**Consigne 1:** Affichez chaque ligne des entrées où figure le mot « clicks ».

**Texte extrait:**
▼
Face à un regard invalidant, les repères habituels qui permettent de se situer par rapport aux autres et à soi même sont fragilisés : c’est l’identité profonde qui est touchée. Comment, en effet, se reconnaître dans un regard qui « déconsidère » ? Le sujet est déchiré par des tensions contradictoires entre la tentative pour sauvegarder son unité et l’impossibilité d’y parvenir sans rejeter une part de lui même. Il est confronté à une dénégation de ce qui constitue tout ou partie de son être profond. Ce déchirement produit une conflagration psychique. La cohérence qui fonde les jugements de valeur est prise en défaut. Le bien et le mal, le juste et l’injuste, l’intériorité et l’extériorité se confondent. La confiance en soi se perd. L’amour propre devient désamour.
▲
**Données d'entrée:**
▼
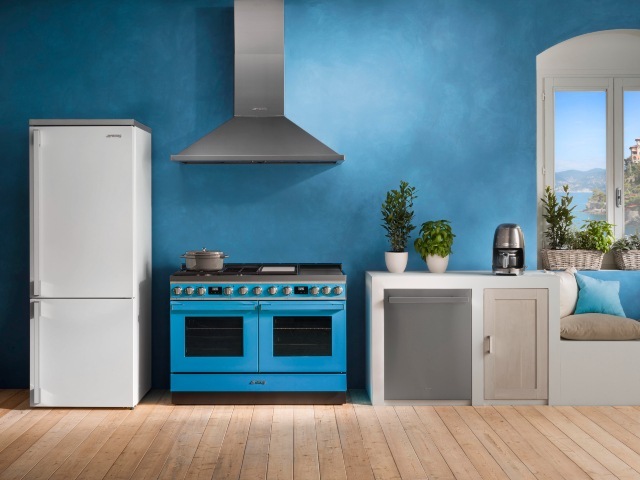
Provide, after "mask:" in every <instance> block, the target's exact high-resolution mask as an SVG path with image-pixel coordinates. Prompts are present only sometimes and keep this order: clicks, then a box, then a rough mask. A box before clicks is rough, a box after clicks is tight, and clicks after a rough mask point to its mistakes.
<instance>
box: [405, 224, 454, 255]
mask: <svg viewBox="0 0 640 480" xmlns="http://www.w3.org/2000/svg"><path fill="white" fill-rule="evenodd" d="M450 223H451V222H449V220H431V221H428V222H424V223H423V224H422V227H421V228H420V236H419V237H418V238H416V239H415V241H414V242H413V246H414V248H415V249H416V252H418V254H419V255H420V257H422V259H423V260H426V259H427V255H438V256H440V257H446V256H447V255H449V254H451V246H452V245H453V238H454V237H455V235H454V233H453V230H452V229H451V225H450Z"/></svg>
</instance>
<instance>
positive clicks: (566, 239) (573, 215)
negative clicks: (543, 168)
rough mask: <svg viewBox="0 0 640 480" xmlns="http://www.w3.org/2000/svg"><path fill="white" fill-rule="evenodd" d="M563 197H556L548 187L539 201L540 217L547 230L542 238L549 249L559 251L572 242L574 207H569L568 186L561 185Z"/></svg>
mask: <svg viewBox="0 0 640 480" xmlns="http://www.w3.org/2000/svg"><path fill="white" fill-rule="evenodd" d="M562 190H563V191H564V195H562V196H560V197H559V198H558V196H557V195H556V193H555V192H554V191H553V189H552V188H551V187H550V186H547V187H546V188H545V190H544V196H543V197H542V198H541V199H540V201H541V202H542V205H543V210H544V211H543V214H542V217H543V218H544V219H545V221H546V222H547V230H546V231H545V232H544V236H545V237H546V239H547V241H548V245H549V248H551V249H553V250H559V249H562V248H567V247H568V246H569V242H570V241H571V240H572V238H571V237H572V233H571V226H572V225H573V220H574V219H575V215H573V214H572V213H571V212H572V211H573V209H574V208H575V206H573V207H572V206H571V202H572V201H573V197H572V196H570V195H569V185H563V186H562Z"/></svg>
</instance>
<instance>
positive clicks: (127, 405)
mask: <svg viewBox="0 0 640 480" xmlns="http://www.w3.org/2000/svg"><path fill="white" fill-rule="evenodd" d="M29 140H30V148H29V181H30V189H29V192H30V202H29V207H30V220H31V221H30V240H31V241H30V279H31V295H30V302H31V319H30V342H31V344H30V390H31V405H32V406H35V407H129V408H133V407H135V405H137V403H138V402H139V401H140V399H141V398H142V397H143V396H144V395H145V393H146V392H147V391H148V390H149V388H150V387H151V130H150V129H149V128H148V127H146V126H144V125H142V124H140V123H139V122H136V121H135V120H69V119H64V120H30V121H29Z"/></svg>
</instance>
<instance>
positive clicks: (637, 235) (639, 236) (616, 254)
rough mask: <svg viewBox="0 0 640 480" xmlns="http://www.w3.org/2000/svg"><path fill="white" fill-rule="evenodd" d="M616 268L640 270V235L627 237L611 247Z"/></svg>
mask: <svg viewBox="0 0 640 480" xmlns="http://www.w3.org/2000/svg"><path fill="white" fill-rule="evenodd" d="M611 250H613V258H614V260H615V262H616V267H618V268H619V269H620V270H640V235H639V234H638V232H636V233H634V234H633V235H625V236H624V237H622V238H620V239H618V240H616V241H615V242H614V243H613V245H612V246H611Z"/></svg>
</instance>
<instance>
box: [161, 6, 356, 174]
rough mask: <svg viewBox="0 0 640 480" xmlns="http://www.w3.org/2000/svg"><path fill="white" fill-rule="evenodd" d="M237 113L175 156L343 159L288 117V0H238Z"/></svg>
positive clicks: (236, 68) (266, 160)
mask: <svg viewBox="0 0 640 480" xmlns="http://www.w3.org/2000/svg"><path fill="white" fill-rule="evenodd" d="M234 27H235V57H234V59H235V67H234V68H235V82H234V116H233V118H232V119H231V120H228V121H227V122H226V123H224V124H222V125H221V126H220V127H218V128H217V129H215V130H213V131H212V132H210V133H209V134H207V135H206V136H204V137H203V138H201V139H200V140H198V141H197V142H196V143H194V144H193V145H191V146H190V147H188V148H186V149H185V150H183V151H182V152H180V153H179V154H177V155H171V160H173V161H176V162H182V163H341V162H342V161H343V160H344V155H340V154H339V153H336V152H334V151H333V150H332V149H330V148H329V147H327V146H326V145H325V144H324V143H322V142H321V141H319V140H317V139H316V138H314V137H313V136H311V135H310V134H308V133H307V132H305V131H304V130H303V129H302V128H300V127H299V126H297V125H296V124H295V123H293V122H292V121H291V120H289V119H288V118H286V117H285V116H284V0H235V1H234Z"/></svg>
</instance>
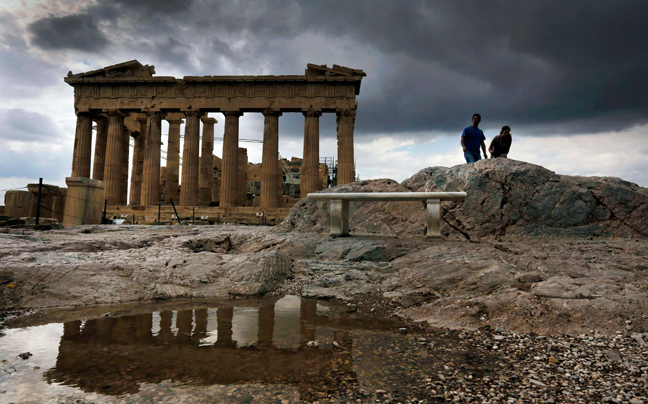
▲
**Consigne 2:** Pour chaque affirmation, indiquez par oui ou par non si elle concorde avec l'extrait sur le regard invalidant. Citez à l'identique les mots du texte qui tranchent. (a) Face à un regard invalidant, c'est l'identité profonde qui est atteinte. (b) La confiance en soi se renforce. (c) Le sujet parvient à sauvegarder son unité sans rejeter aucune part de lui-même.

**Corrigé 1:**
Provide, after "mask:" in every <instance> block, the target's exact high-resolution mask as an SVG path with image-pixel coordinates. Prompts are present only sometimes and keep this order: clicks, then a box, then a rough mask. A box before clicks is rough, a box after clicks is tight, and clicks after a rough mask point to its mistakes.
positive clicks: (566, 239) (573, 215)
negative clicks: (543, 168)
positive clicks: (127, 405)
positive clicks: (637, 235) (639, 236) (616, 254)
positive clicks: (236, 68) (266, 160)

**Corrigé 2:**
(a) Oui : « c’est l’identité profonde qui est touchée ».
(b) Non : « La confiance en soi se perd. »
(c) Non : « l’impossibilité d’y parvenir sans rejeter une part de lui même ».